■ SUPPLIED INFORMATION:
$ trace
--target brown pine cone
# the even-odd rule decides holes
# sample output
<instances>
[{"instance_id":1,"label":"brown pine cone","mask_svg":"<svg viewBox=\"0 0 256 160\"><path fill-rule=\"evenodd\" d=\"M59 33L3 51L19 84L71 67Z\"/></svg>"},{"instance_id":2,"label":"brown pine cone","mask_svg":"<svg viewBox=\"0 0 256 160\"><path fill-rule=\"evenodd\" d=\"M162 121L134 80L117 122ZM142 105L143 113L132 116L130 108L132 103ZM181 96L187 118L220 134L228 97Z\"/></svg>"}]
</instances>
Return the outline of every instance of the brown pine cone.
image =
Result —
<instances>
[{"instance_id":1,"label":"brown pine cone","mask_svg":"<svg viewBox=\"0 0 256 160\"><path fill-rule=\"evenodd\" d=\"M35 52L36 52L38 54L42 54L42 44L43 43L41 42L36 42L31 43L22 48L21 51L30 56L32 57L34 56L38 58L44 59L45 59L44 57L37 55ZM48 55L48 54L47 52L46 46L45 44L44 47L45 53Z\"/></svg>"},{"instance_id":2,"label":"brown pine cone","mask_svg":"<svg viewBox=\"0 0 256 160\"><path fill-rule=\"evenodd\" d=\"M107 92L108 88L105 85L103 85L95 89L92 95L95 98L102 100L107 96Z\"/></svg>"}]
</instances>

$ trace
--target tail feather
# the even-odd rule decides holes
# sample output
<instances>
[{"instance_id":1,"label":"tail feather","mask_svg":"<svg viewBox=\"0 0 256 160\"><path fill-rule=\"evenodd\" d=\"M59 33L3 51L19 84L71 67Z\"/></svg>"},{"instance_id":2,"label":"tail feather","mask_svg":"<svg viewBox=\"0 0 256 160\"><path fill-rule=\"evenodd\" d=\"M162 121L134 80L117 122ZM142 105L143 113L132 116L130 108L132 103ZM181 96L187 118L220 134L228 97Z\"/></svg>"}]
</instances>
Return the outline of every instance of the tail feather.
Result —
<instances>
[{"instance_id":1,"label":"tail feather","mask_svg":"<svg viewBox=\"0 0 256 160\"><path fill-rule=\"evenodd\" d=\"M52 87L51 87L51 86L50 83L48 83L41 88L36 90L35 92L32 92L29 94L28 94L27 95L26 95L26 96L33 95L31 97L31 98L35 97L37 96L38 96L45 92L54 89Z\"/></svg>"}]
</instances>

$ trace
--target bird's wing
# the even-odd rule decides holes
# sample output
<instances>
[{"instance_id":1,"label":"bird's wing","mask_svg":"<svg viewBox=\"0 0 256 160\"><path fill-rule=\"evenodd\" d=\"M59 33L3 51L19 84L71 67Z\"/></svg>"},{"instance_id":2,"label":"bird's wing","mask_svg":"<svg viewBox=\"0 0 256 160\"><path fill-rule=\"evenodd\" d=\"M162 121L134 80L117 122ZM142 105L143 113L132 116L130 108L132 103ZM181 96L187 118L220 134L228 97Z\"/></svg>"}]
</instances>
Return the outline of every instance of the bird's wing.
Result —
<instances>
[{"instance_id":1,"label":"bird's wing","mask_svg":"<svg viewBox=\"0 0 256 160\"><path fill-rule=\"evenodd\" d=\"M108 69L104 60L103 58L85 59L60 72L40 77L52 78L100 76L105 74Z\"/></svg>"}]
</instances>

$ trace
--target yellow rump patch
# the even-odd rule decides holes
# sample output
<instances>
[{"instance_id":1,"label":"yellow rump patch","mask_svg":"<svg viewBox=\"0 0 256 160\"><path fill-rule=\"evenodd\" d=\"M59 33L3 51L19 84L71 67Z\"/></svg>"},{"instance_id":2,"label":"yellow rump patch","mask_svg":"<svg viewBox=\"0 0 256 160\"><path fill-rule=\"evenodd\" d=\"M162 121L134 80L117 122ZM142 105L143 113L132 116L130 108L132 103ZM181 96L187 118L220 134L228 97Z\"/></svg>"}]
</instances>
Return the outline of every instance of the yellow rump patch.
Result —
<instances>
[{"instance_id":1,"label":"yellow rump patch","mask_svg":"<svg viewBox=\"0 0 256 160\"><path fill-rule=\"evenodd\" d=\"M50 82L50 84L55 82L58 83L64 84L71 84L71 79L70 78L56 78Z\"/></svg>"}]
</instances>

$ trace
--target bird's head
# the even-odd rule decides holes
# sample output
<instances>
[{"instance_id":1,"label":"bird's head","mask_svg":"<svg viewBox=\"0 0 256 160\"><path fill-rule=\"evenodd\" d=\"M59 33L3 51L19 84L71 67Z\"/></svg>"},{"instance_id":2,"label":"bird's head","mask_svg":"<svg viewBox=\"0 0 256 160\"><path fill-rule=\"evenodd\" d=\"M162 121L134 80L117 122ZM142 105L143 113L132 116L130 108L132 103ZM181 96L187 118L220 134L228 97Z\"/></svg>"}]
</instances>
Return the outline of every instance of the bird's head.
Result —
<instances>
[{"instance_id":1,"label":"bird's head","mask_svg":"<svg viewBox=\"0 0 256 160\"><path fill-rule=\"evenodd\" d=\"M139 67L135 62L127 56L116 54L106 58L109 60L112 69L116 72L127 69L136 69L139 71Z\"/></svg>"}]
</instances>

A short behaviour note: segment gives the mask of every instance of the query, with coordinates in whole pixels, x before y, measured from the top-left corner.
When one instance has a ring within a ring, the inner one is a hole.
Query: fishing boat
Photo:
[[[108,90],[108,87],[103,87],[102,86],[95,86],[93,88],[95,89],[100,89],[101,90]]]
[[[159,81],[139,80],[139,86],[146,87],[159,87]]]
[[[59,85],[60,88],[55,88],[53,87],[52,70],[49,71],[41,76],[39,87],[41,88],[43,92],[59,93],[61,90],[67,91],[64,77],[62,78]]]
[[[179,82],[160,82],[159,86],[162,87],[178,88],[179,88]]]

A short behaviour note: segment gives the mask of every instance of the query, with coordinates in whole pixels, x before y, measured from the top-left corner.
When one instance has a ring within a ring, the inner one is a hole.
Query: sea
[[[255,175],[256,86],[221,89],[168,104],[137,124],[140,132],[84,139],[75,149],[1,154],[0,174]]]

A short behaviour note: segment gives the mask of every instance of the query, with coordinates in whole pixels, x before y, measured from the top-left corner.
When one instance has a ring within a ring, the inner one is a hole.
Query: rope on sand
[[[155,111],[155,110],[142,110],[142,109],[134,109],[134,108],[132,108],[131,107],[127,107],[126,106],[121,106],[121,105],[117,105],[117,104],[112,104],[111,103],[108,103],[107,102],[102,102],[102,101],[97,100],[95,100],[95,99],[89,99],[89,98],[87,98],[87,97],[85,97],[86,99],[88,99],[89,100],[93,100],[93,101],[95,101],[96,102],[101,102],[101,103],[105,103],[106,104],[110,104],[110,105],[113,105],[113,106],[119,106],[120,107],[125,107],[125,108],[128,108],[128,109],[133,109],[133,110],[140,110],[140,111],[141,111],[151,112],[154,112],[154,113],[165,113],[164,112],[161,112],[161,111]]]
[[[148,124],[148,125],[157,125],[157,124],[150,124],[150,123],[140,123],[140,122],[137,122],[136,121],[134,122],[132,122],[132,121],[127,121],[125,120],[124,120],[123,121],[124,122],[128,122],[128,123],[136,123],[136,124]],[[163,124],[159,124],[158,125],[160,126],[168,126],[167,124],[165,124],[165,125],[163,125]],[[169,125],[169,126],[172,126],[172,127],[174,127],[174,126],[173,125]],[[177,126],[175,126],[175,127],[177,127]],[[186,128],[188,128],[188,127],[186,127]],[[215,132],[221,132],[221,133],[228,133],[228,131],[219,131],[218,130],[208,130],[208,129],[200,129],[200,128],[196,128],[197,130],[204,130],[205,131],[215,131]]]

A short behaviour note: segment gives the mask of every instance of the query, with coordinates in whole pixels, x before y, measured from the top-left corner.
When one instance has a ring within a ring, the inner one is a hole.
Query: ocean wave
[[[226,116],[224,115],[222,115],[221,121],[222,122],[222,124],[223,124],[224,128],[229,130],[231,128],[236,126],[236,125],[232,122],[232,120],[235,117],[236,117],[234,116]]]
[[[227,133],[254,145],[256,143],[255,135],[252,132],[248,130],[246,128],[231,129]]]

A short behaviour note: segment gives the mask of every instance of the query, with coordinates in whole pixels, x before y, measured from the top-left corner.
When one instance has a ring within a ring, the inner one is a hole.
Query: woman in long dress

■ JOB: Please pull out every line above that contains the word "Return", matching case exactly, and copy each one in full.

■ EXERCISE RESPONSE:
Return the outline of every instance of the brown pine cone.
Return the outline of every instance of the tail feather.
Return the outline of every instance of the bird's wing.
Return the outline of every instance of the yellow rump patch.
Return the outline of every instance of the bird's head.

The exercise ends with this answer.